→ **SUPPLIED TEXT**:

* BEGIN *

The second condition specifies that, in further proceedings, the “party seeking review here”– i.e., Nike–“might prevail on the merits on nonfederal grounds.” Id., at 482. If Nike shows at trial that its statements are neither false nor misleading, nor otherwise “unfair” under California law, Cal. Bus. & Prof. Code Ann. §§17200, 17500 (West 1997), it will show that those statements did not constitute unfair competition or false advertising under California law–a nonfederal ground. And it will “prevail on the merits on nonfederal grounds,” Cox, 420 U.S., at 482. The second condition is satisfied.


The third condition requires that “reversal of the state court on the federal issue . . . be preclusive of any further litigation on the relevant cause of action.” Id., at 482—483. Taken literally, this condition is satisfied. An outright reversal of the California Supreme Court would reinstate the judgment of the California intermediate court, which affirmed dismissal of the complaint without leave to amend. Supra, at 1—2. It would forbid Kasky to proceed insofar as Kasky’s state-law claims focus on the nine documents previously discussed. And Kasky has conceded that his claims rest on statements made in those documents. Brief for Respondent 5.

I concede that this Court might not reverse the California Supreme Court outright. It might take some middle ground, neither affirming nor fully reversing, that permits this litigation to continue. See ante, at 5—6 (Stevens, J., concurring). But why is that possibility relevant? The third condition specifies that “reversal”–not some other disposition–will preclude “further litigation.”

* END *

→ **RECORDS PROVIDED**:
* BEGIN *

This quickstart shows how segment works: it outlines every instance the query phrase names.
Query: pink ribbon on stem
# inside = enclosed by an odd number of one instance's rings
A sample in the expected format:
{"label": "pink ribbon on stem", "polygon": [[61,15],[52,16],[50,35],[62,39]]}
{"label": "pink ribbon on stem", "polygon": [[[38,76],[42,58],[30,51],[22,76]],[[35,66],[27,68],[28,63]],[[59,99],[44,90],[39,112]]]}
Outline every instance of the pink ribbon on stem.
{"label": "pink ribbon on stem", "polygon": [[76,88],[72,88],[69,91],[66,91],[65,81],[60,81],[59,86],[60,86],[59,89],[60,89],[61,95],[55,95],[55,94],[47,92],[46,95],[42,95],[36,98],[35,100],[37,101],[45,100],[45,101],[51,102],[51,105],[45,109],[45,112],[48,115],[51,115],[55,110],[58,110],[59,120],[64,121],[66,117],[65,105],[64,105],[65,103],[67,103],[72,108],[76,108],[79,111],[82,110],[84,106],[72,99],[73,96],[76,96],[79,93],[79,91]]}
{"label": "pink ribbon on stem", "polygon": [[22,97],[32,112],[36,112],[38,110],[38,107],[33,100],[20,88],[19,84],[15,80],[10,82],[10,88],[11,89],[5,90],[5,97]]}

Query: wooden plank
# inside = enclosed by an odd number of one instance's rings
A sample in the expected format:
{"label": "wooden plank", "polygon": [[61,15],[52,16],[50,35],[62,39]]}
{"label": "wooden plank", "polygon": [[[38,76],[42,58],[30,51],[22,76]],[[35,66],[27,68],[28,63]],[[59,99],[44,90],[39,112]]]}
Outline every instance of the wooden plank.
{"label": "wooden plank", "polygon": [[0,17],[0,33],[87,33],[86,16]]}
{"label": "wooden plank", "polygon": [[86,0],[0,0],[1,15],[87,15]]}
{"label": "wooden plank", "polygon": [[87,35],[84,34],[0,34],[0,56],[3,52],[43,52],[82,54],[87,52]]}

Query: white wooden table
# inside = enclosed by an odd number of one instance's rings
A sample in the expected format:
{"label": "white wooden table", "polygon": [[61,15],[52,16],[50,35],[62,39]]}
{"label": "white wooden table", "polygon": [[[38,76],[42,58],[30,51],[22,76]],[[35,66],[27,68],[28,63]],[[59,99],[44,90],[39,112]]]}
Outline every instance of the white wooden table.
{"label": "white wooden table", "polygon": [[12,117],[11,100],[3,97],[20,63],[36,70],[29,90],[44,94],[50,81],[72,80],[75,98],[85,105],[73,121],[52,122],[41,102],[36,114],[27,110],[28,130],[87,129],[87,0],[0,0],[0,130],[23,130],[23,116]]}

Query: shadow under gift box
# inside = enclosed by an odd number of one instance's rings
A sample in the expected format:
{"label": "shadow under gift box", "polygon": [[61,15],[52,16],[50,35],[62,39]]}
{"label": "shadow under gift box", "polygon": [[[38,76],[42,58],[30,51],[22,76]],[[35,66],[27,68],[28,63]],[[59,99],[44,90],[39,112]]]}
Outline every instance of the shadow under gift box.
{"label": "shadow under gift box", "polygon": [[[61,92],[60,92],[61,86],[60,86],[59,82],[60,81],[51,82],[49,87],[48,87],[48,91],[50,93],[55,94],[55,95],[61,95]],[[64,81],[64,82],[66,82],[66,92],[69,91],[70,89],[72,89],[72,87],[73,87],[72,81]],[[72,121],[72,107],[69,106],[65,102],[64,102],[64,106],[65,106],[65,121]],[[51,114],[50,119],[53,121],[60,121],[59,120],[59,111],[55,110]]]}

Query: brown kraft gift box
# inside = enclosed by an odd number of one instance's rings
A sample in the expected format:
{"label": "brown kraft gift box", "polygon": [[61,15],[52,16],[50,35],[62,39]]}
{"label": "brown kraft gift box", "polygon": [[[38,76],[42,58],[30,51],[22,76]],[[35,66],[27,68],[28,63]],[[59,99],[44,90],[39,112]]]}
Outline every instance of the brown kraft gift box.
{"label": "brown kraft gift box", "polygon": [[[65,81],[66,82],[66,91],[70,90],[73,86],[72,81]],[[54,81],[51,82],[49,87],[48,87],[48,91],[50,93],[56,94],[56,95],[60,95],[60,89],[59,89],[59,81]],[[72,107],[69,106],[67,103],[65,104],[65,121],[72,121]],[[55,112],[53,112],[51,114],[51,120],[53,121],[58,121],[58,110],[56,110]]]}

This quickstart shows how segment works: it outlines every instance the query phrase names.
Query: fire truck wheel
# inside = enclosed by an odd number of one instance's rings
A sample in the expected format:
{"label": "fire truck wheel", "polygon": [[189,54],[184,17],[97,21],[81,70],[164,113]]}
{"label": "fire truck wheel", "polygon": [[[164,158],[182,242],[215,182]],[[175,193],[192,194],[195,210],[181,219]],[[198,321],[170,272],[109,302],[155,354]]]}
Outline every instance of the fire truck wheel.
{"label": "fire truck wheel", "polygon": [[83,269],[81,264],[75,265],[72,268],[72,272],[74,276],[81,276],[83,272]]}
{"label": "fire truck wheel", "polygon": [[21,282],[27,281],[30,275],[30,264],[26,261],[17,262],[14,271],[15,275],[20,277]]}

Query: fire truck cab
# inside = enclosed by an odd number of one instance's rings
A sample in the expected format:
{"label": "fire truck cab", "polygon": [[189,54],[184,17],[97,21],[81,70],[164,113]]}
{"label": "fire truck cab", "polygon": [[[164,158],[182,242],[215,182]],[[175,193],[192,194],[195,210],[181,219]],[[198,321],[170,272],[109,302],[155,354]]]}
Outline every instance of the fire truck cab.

* END *

→ **GOAL**: Retype, word for word, the part of the opinion excerpt that opens with "The third condition requires" and closes with "for Respondent 5.".

→ **THE COMPLETED TASK**:
The third condition requires that “reversal of the state court on the federal issue . . . be preclusive of any further litigation on the relevant cause of action.” Id., at 482—483. Taken literally, this condition is satisfied. An outright reversal of the California Supreme Court would reinstate the judgment of the California intermediate court, which affirmed dismissal of the complaint without leave to amend. Supra, at 1—2. It would forbid Kasky to proceed insofar as Kasky’s state-law claims focus on the nine documents previously discussed. And Kasky has conceded that his claims rest on statements made in those documents. Brief for Respondent 5.